**What this task involves**
Copy the listing below word for word, keeping every line, number, and comma the same.

──────────

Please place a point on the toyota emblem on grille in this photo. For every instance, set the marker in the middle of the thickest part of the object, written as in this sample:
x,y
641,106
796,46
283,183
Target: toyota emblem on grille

──────────

**Exercise response**
Please place a point on the toyota emblem on grille in this photo. For every instance, set the marker in the middle of the thickest part of the object, written as in this sample:
x,y
641,106
796,46
283,183
Target: toyota emblem on grille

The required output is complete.